(PROBLEM)
Exactly reproduce the lines from the line containing "out the wooden" to the end of the data below, inclusive, and nothing else.

+===+

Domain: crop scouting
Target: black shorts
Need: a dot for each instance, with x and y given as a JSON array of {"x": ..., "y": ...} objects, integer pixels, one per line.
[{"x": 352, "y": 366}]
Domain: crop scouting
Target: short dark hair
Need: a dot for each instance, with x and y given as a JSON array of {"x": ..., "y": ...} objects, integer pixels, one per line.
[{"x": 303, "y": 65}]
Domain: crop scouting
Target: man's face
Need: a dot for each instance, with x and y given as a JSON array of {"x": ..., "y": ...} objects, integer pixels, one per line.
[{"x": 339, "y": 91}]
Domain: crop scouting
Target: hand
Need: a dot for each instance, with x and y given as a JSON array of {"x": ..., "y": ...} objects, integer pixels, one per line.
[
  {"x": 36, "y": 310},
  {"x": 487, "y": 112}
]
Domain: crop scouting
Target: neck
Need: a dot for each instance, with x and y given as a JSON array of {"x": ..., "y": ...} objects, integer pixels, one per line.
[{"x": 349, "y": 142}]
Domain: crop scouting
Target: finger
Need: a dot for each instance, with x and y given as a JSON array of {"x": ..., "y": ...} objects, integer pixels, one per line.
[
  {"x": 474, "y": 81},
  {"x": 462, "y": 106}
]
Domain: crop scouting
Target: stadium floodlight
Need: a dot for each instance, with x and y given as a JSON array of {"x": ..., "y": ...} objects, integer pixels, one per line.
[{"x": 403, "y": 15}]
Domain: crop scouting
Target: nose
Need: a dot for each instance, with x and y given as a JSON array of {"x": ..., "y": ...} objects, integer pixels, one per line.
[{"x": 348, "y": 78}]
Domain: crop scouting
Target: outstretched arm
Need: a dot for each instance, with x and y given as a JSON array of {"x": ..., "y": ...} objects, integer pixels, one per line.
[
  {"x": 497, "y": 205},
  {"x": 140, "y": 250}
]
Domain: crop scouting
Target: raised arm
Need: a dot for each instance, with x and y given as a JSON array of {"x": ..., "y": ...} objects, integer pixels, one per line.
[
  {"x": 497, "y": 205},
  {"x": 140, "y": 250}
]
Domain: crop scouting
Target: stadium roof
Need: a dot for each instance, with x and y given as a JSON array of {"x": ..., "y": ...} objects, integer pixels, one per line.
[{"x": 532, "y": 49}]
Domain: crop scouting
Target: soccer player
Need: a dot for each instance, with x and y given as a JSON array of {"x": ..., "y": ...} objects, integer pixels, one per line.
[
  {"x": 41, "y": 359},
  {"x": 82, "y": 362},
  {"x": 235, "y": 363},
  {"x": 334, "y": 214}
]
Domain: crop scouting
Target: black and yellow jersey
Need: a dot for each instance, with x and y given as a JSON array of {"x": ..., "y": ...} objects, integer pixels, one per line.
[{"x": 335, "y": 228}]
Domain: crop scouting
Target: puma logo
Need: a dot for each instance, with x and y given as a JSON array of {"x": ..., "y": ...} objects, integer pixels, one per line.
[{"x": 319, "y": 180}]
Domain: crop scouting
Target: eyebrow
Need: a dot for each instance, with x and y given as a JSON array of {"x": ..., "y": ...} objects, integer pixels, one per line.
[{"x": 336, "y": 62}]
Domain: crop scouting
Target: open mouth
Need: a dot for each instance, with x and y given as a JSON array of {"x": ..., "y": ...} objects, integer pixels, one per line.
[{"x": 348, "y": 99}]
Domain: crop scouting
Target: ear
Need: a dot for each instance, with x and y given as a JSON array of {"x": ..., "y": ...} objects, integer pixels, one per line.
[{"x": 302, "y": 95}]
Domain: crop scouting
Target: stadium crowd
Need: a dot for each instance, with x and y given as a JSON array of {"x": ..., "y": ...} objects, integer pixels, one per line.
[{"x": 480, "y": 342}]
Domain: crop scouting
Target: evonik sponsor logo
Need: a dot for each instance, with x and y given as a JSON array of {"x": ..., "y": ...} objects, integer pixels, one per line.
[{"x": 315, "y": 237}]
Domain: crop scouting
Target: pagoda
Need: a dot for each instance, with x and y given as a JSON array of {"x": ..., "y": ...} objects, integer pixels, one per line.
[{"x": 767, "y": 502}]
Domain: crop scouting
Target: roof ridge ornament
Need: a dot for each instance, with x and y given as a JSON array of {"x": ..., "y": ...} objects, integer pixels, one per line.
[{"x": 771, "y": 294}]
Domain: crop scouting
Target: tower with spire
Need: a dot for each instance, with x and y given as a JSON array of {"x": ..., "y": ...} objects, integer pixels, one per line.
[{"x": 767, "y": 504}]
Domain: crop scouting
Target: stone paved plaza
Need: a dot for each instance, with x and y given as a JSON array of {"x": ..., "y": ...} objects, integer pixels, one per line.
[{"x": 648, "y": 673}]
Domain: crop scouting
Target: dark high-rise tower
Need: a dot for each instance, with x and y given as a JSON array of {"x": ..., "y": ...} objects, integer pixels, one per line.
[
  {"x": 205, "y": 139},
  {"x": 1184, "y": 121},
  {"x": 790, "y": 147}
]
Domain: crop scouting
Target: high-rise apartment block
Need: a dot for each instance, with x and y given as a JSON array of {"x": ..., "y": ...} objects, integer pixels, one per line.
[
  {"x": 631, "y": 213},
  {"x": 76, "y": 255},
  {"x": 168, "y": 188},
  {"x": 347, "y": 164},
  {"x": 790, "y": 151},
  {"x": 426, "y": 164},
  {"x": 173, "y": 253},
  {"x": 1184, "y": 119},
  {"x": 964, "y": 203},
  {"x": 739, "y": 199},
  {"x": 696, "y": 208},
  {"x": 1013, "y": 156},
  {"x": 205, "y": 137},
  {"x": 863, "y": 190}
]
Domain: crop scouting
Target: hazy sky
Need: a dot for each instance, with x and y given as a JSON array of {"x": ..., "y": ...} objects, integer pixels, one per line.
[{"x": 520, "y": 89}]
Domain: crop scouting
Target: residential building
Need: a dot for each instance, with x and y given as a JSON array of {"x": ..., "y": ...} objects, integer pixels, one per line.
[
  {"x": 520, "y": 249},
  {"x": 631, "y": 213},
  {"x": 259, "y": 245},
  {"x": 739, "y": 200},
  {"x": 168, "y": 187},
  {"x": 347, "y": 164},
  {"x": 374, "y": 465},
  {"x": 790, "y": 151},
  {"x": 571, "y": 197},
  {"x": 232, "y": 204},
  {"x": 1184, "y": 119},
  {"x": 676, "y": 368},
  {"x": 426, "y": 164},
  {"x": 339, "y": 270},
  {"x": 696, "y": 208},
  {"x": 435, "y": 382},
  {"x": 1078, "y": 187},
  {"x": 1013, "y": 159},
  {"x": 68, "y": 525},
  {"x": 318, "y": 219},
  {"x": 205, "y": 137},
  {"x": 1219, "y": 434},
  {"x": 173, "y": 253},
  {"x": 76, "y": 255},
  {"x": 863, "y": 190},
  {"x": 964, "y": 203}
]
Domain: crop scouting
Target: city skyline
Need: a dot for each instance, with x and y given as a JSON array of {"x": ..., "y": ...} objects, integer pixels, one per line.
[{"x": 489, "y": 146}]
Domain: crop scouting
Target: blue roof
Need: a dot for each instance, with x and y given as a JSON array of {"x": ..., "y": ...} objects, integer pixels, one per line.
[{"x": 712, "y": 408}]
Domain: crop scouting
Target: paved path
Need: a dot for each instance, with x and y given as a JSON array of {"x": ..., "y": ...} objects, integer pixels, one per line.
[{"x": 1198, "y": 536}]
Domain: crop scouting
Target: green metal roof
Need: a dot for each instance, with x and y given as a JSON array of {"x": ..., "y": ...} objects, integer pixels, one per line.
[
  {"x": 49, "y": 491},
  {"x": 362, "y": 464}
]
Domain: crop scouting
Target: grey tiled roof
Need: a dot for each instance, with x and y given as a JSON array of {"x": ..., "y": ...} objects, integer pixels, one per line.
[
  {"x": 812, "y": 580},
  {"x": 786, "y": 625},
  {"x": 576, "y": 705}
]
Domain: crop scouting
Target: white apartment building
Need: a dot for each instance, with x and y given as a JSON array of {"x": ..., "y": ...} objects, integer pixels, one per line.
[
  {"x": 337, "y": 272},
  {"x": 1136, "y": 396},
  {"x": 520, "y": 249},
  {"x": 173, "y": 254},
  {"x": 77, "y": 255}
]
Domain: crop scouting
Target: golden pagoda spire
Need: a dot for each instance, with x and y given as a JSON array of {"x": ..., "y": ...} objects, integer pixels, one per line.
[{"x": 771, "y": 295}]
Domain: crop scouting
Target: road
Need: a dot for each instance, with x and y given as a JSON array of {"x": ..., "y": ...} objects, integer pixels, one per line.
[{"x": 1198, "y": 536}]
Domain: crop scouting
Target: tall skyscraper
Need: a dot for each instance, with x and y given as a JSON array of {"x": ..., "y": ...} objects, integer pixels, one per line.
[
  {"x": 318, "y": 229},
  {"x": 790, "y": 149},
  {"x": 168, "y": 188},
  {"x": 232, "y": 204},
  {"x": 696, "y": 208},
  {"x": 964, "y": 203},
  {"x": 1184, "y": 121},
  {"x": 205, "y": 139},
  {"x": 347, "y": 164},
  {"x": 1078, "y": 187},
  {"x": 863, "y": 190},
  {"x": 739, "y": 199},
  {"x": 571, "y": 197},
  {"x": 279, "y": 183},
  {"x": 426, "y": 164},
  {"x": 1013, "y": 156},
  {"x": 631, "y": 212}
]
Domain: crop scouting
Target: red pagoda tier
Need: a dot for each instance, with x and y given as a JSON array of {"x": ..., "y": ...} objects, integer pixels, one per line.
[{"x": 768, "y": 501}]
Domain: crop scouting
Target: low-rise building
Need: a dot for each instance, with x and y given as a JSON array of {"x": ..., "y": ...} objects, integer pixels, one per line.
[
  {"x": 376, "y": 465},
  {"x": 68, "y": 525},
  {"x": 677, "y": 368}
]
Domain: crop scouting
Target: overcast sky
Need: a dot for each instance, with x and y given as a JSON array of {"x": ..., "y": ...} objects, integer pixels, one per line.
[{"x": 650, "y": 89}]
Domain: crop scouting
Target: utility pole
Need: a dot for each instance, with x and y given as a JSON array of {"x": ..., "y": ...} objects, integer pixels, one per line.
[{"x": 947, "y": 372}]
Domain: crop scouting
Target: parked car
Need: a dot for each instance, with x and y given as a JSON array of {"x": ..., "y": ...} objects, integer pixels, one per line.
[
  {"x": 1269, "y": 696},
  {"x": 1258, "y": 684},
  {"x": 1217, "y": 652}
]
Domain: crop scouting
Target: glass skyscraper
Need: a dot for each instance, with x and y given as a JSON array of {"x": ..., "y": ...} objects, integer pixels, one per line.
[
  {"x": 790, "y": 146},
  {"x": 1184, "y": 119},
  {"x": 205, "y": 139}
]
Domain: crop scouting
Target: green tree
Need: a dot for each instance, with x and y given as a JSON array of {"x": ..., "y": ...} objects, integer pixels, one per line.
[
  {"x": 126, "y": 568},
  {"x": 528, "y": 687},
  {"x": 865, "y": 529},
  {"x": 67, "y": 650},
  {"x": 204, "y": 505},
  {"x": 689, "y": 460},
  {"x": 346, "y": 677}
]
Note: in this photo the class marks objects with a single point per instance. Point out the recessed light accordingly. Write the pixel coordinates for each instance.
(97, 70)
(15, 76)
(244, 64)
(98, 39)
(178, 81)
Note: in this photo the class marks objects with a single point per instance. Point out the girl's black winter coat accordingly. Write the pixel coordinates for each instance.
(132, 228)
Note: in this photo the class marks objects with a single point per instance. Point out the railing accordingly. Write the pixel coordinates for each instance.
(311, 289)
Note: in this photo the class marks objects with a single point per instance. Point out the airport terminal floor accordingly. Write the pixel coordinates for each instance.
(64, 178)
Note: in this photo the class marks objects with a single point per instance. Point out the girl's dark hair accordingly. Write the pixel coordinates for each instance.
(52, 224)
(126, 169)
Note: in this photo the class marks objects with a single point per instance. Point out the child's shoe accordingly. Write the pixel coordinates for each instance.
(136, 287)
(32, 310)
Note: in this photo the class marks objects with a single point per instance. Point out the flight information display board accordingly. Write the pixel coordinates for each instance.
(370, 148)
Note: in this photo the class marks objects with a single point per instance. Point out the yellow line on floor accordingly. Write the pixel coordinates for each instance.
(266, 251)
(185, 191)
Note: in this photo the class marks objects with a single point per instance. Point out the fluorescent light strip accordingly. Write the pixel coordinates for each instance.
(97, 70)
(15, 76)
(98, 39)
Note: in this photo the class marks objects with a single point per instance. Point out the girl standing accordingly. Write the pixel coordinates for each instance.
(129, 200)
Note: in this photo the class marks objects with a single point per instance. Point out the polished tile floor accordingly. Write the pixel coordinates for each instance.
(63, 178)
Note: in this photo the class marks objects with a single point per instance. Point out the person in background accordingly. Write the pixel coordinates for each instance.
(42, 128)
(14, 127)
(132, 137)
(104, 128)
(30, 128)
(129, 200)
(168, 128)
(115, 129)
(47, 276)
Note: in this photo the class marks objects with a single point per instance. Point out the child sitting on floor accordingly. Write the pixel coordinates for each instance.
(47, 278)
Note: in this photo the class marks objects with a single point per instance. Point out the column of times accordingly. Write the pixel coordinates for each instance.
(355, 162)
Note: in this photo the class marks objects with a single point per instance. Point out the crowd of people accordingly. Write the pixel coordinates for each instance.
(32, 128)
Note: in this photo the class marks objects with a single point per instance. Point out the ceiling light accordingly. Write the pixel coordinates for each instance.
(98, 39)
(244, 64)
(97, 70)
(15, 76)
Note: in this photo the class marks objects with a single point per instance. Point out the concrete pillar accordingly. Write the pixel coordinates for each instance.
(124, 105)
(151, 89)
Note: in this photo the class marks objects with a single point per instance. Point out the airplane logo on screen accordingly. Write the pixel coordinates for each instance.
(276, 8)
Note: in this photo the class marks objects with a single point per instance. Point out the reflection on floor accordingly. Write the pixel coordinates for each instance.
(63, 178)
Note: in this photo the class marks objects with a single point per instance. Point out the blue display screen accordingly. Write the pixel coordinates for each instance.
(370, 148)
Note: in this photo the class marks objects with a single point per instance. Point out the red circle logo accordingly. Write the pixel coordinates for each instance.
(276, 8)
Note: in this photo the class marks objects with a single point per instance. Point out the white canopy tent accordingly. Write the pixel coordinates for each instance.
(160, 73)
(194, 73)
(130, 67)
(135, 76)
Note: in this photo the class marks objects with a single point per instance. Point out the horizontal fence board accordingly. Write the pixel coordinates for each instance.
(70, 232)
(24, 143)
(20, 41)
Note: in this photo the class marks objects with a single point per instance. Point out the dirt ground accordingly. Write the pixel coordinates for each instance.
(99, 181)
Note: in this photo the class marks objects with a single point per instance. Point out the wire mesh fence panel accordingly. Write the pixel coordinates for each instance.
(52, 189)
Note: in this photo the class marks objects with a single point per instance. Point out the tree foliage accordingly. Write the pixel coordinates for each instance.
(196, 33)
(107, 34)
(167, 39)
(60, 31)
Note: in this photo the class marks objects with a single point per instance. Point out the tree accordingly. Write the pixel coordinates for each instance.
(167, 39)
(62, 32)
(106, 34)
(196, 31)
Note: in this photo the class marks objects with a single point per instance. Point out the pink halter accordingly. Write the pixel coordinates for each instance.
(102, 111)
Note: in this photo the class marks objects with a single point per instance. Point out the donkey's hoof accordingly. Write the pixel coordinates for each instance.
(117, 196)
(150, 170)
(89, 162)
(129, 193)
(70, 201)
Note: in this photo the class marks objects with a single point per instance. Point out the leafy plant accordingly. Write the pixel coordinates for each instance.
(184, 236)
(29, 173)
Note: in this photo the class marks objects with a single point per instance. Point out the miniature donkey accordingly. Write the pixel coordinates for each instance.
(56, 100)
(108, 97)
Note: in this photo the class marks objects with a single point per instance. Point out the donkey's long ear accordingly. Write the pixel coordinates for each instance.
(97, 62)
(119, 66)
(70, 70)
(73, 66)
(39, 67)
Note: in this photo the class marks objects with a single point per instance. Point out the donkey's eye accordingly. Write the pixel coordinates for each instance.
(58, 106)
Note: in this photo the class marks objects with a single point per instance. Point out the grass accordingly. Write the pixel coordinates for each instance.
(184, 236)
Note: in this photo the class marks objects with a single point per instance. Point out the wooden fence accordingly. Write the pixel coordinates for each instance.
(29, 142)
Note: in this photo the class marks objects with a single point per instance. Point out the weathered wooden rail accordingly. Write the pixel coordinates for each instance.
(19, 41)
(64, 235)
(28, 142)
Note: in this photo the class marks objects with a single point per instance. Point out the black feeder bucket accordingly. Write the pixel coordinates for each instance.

+===+

(PROBLEM SOLUTION)
Note: in this photo the class marks objects with a single point per instance. Point out the wooden fence accordingly. Write the pixel coordinates for each instance.
(29, 142)
Note: in this photo the class marks objects with a single point per instance. Point out the weathered wooden rail accordingly. Write the pixel coordinates for each instance.
(19, 41)
(64, 235)
(28, 142)
Note: in this photo the class marks objects with a single point per instance. Point out the black feeder bucket accordingly. Write the pixel coordinates for each instance.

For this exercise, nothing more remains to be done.